● OBJECTIVE:
Give the listing below as a two-column CSV, from its start through the line containing "52), (299, 43)]", with columns named instruction and polygons. Make one row per task, holding the task text and its result, each in a single quoted field with line breaks replaced by spaces.

● DATA SECTION:
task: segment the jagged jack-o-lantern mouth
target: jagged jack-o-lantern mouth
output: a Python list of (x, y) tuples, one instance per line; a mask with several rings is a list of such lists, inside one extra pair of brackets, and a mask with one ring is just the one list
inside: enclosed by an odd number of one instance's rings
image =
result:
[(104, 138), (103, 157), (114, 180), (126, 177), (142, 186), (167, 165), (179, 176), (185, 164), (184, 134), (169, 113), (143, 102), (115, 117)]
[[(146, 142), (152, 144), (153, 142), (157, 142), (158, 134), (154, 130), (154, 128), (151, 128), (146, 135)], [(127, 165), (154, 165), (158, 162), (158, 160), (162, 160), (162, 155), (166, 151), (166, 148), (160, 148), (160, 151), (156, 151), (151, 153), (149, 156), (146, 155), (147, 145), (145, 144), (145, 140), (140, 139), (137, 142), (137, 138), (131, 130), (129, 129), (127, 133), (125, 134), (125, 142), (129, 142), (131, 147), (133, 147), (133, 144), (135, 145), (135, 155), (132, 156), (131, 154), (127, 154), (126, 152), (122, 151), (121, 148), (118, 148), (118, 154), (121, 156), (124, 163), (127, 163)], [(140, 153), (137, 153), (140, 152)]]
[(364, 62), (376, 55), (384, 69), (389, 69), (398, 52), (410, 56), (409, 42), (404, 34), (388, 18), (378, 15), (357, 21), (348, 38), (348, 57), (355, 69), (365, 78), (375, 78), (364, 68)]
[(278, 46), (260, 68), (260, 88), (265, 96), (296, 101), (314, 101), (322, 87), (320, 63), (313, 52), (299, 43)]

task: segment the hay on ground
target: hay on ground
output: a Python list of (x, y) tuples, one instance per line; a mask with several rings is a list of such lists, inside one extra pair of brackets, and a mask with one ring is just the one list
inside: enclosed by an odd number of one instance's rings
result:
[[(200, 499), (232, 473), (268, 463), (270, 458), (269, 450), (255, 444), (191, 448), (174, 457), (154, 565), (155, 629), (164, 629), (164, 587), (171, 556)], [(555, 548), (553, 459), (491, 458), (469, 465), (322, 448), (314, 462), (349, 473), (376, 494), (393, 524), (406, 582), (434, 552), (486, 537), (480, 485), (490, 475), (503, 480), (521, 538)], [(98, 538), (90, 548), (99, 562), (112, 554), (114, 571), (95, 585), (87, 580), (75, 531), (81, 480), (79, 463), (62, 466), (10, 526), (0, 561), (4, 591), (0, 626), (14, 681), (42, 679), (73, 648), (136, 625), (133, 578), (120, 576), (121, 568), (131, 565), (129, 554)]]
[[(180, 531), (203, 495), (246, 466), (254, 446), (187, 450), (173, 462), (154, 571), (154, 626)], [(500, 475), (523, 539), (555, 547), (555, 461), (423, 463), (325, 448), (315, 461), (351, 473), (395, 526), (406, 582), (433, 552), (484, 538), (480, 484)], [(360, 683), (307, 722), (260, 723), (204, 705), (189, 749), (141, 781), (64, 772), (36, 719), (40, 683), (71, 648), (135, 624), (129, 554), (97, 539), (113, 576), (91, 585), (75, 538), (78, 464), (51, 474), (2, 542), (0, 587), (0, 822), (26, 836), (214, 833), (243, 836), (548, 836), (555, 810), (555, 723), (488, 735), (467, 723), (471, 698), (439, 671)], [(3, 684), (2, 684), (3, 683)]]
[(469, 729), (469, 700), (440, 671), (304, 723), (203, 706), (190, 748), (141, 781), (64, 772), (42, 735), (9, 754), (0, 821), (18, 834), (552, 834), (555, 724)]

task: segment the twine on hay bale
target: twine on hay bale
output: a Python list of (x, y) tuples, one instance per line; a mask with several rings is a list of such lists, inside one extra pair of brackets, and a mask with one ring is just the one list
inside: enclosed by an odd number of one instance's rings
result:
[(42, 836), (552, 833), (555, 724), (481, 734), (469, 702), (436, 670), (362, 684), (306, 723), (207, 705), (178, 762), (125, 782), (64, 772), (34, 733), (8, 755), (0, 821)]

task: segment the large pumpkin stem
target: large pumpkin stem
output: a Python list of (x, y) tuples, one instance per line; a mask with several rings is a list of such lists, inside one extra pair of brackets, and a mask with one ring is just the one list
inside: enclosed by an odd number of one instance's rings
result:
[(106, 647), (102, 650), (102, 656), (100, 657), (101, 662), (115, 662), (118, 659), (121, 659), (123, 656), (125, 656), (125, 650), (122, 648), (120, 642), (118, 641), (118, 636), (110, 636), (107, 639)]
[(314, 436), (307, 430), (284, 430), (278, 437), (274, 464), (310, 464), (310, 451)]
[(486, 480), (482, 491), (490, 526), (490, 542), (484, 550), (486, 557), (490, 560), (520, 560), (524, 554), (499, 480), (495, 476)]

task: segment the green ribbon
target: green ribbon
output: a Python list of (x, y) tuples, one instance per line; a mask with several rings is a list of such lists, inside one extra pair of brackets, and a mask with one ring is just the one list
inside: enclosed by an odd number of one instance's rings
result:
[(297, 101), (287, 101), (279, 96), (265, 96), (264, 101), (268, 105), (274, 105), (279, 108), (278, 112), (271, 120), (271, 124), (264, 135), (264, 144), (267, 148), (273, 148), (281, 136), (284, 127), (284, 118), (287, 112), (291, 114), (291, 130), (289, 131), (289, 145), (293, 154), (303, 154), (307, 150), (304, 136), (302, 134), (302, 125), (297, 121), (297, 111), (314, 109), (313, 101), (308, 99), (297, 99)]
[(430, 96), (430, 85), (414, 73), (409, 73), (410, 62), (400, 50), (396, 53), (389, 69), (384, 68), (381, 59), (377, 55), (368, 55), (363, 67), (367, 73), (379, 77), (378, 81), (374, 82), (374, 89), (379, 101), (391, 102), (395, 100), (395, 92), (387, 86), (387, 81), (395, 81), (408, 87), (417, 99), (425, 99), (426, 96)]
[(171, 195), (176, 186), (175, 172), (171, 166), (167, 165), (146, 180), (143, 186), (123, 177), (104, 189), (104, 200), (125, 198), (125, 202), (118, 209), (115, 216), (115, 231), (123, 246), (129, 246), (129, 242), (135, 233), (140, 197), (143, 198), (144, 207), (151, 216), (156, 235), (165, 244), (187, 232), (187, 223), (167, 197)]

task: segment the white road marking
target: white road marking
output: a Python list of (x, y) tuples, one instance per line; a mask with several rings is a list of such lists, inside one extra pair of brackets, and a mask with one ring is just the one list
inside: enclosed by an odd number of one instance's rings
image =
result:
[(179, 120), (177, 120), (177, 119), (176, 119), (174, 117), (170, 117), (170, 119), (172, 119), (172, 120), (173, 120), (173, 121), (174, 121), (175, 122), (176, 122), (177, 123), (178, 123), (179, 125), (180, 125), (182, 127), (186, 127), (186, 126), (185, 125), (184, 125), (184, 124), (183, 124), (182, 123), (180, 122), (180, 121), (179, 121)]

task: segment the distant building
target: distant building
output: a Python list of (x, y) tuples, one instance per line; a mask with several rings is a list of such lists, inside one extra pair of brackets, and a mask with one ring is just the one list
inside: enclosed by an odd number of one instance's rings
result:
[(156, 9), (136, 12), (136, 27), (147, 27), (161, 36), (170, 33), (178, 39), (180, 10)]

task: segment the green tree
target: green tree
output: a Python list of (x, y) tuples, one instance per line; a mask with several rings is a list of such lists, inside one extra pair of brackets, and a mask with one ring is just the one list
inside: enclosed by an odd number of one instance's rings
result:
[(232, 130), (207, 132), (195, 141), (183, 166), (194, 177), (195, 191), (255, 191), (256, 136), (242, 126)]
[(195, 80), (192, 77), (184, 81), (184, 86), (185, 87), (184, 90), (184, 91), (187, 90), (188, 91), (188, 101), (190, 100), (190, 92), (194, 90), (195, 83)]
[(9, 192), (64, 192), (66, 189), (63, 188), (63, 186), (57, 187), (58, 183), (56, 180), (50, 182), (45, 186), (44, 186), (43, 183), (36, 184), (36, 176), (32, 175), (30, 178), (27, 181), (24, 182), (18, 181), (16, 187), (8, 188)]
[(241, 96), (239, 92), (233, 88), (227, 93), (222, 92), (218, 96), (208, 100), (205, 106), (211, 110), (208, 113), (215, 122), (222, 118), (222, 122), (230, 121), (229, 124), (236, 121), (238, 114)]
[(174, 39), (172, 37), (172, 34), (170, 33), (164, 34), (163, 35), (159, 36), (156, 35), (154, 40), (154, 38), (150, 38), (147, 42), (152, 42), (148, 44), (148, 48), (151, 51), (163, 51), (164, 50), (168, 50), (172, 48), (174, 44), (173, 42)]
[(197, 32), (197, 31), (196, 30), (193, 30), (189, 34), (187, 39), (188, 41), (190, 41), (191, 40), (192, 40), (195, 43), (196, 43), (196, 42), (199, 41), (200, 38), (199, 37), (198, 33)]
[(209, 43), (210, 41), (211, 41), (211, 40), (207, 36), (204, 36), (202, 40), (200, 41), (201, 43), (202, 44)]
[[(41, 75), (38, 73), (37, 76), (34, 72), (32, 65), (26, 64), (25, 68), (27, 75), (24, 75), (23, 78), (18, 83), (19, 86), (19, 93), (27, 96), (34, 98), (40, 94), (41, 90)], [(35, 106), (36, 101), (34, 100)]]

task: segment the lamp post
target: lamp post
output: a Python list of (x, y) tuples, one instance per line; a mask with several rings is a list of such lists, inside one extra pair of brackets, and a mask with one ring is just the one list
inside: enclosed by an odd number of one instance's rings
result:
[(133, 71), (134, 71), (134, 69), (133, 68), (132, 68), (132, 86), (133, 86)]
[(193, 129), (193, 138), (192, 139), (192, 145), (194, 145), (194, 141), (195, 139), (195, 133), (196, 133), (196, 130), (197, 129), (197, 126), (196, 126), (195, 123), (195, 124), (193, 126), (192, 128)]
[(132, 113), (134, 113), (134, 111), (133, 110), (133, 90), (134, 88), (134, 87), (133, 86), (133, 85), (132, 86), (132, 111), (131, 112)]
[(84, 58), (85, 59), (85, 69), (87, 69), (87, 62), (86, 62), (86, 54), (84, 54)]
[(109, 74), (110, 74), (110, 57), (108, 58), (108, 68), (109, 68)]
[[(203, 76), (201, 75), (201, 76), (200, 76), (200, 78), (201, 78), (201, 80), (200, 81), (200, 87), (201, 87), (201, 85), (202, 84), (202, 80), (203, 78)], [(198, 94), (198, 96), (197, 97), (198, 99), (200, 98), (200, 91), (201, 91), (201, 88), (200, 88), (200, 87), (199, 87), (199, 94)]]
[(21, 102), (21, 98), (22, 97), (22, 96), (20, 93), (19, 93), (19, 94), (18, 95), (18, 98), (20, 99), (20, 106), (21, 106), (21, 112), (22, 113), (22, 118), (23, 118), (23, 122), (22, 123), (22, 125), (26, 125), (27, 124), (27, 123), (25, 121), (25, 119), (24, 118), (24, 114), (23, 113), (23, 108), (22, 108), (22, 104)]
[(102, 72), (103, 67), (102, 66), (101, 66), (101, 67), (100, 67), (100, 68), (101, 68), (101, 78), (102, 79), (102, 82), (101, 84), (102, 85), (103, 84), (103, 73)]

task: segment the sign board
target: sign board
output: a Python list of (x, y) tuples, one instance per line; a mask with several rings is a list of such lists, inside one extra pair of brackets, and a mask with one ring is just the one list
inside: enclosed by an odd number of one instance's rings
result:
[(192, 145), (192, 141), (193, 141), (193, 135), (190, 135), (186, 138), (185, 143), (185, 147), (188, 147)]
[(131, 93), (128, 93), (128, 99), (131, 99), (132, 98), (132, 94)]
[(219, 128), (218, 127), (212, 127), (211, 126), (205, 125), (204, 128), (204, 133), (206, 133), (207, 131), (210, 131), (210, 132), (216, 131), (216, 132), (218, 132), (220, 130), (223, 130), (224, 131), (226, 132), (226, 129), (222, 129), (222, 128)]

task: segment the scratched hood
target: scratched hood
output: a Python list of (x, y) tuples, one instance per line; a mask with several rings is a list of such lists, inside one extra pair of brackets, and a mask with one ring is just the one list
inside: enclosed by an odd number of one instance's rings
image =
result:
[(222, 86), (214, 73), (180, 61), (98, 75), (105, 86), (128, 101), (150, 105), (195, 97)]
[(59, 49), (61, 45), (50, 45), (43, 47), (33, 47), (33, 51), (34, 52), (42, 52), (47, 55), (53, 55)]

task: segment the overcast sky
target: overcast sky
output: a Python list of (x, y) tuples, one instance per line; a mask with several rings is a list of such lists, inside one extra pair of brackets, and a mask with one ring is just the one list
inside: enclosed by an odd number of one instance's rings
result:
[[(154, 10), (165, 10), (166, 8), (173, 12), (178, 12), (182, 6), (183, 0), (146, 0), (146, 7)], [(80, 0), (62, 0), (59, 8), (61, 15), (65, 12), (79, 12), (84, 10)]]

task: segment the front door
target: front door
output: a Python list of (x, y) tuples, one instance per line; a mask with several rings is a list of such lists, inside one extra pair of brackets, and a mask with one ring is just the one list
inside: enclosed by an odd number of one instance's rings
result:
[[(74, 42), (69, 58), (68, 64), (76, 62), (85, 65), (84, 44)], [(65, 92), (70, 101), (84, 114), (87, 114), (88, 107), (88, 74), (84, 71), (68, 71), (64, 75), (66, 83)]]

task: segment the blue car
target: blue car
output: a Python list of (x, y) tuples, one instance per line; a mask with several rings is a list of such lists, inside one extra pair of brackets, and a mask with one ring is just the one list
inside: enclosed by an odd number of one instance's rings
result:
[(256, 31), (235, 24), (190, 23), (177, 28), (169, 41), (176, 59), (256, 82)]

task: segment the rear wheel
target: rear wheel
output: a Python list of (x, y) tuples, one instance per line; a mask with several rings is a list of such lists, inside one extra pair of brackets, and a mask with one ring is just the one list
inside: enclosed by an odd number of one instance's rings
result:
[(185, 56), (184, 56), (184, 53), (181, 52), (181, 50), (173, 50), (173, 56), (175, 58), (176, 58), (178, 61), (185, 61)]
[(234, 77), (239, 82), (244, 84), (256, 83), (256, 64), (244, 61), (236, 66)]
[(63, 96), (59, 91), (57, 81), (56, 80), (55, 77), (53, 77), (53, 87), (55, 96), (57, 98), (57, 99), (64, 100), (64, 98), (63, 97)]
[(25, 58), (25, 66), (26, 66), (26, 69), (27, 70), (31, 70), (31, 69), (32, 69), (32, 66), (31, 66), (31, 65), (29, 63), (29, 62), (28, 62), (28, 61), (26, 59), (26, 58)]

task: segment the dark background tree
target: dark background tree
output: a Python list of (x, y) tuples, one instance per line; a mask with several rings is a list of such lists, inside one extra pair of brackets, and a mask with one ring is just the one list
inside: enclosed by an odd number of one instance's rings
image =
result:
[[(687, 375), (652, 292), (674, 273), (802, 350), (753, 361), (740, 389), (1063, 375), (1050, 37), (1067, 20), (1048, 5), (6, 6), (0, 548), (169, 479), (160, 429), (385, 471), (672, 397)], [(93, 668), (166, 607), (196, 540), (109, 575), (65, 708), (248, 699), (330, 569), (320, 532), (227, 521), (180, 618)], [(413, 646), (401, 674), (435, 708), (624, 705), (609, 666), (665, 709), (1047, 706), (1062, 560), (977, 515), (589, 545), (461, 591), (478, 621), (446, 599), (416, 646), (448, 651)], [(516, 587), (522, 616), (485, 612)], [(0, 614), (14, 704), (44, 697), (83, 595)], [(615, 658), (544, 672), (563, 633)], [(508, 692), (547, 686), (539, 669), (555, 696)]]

● TASK RESULT:
instruction,polygons
"task: segment the jagged jack-o-lantern mouth target: jagged jack-o-lantern mouth output: a Python list of (x, y) tuples, one instance per line; a mask with several rings is a list of such lists, inside one extra pair of brackets, and a mask with one ring is just the one list inside: enclosed by an odd number of one instance's rings image = result:","[(104, 138), (103, 157), (114, 180), (126, 177), (142, 186), (167, 165), (179, 176), (185, 164), (184, 134), (169, 113), (143, 102), (115, 117)] [[(146, 142), (152, 144), (153, 142), (157, 142), (158, 134), (154, 130), (154, 128), (151, 128), (146, 135)], [(127, 165), (154, 165), (158, 162), (158, 160), (162, 160), (162, 155), (166, 151), (166, 148), (160, 148), (160, 151), (156, 151), (151, 153), (149, 156), (146, 155), (147, 145), (145, 144), (145, 140), (140, 139), (137, 142), (137, 138), (131, 130), (129, 129), (127, 133), (125, 134), (125, 142), (129, 142), (131, 147), (133, 147), (133, 144), (135, 145), (135, 155), (132, 156), (131, 154), (127, 154), (126, 152), (122, 151), (121, 148), (118, 148), (118, 154), (121, 156), (124, 163), (127, 163)], [(140, 153), (137, 153), (140, 152)]] [(364, 62), (376, 55), (384, 69), (389, 69), (398, 52), (410, 56), (409, 42), (404, 34), (388, 18), (378, 15), (357, 21), (348, 38), (348, 57), (355, 69), (365, 78), (375, 78), (364, 68)] [(278, 46), (260, 68), (260, 88), (265, 96), (296, 101), (314, 101), (322, 87), (320, 63), (313, 52), (299, 43)]"